◆ **EXTRACT TO READ**

Chevalier v. Chevalier, 2025 ONSC 4025
COURT FILE NO.: CV-23-00032130-0000
DATE: 2025-07-08
ONTARIO SUPERIOR COURT OF JUSTICE
BETWEEN:
Melissa Chevalier, Plaintiff
– and –
Maureen Chevalier, Defendant
Appearances:
- Melissa Chevalier, acting in person
- Adam Elkeeb, for the Defendant
Heard: June 13, 2025
Ruling on summary judgment motion
Justice: Jennifer E. Bezaire
Overview
[1] The plaintiff, Melissa Chevalier, and defendant, Maureen Chevalier, are daughter and mother. In early 2013, Maureen lived in Gatineau, Quebec and Melissa lived in Ottawa, Ontario. Their living arrangements changed when Maureen’s husband, also Melissa’s father, passed away and left Maureen $200,000 in life insurance. Some of the money was used to enable them to move to a property in Belle River, Ontario, located at 1377 Mathew Crescent, Belle River, Ontario. The property was purchased in Maureen’s name only for $280,000.
[2] Melissa claims the parties agreed to purchase the property together—Maureen was to use the proceeds from the life insurance for the downpayment and they were to then share the costs of the property. Melissa claims that upon the mortgage being paid off or Maureen's death, the property was to be transferred to Melissa. They both signed the Agreement of Purchase and Sale.

◆ **STORED DATA**

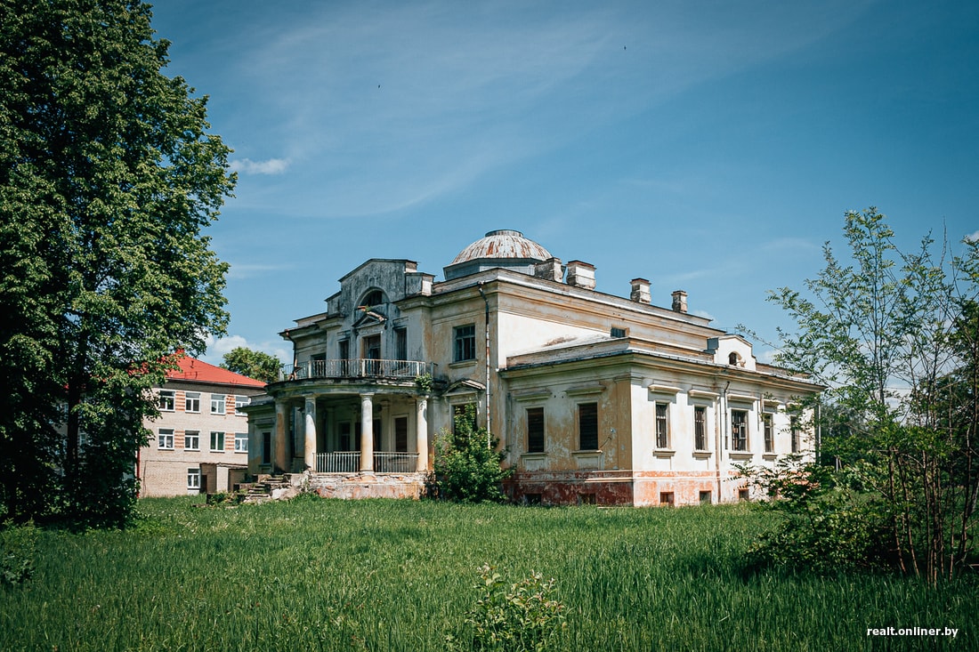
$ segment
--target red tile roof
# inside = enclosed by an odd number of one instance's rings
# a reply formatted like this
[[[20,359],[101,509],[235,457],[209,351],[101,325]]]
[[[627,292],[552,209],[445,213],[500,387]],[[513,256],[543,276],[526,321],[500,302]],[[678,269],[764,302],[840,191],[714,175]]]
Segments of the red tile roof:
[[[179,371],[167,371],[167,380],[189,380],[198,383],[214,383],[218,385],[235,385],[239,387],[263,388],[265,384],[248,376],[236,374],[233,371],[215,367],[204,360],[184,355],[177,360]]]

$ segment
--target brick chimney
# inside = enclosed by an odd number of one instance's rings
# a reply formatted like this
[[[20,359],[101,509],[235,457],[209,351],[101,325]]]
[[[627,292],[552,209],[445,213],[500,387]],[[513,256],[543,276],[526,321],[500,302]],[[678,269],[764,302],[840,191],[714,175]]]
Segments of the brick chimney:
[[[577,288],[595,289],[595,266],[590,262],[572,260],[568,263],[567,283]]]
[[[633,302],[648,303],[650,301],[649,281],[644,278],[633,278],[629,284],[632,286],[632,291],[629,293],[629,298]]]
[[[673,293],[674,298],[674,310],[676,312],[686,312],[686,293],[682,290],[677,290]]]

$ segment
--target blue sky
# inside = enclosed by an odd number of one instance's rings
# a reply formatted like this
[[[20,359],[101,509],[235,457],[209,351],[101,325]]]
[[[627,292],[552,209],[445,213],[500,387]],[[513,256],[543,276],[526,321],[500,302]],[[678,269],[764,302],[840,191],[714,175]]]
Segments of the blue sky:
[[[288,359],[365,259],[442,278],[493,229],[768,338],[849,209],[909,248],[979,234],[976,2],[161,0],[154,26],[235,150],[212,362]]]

◆ **REQUIRED TASKS**
A) Using the court ruling, answer briefly:
(i) On what date was the matter heard?
(ii) Who appeared for the Defendant?
(iii) For what price was the Belle River property purchased?
B) Show every line of the records that contains the string "brick".

◆ **SOLUTIONS TO THE EXERCISE**
A)
(i) June 13, 2025
(ii) Adam Elkeeb
(iii) $280,000

B)
--target brick chimney
Segments of the brick chimney:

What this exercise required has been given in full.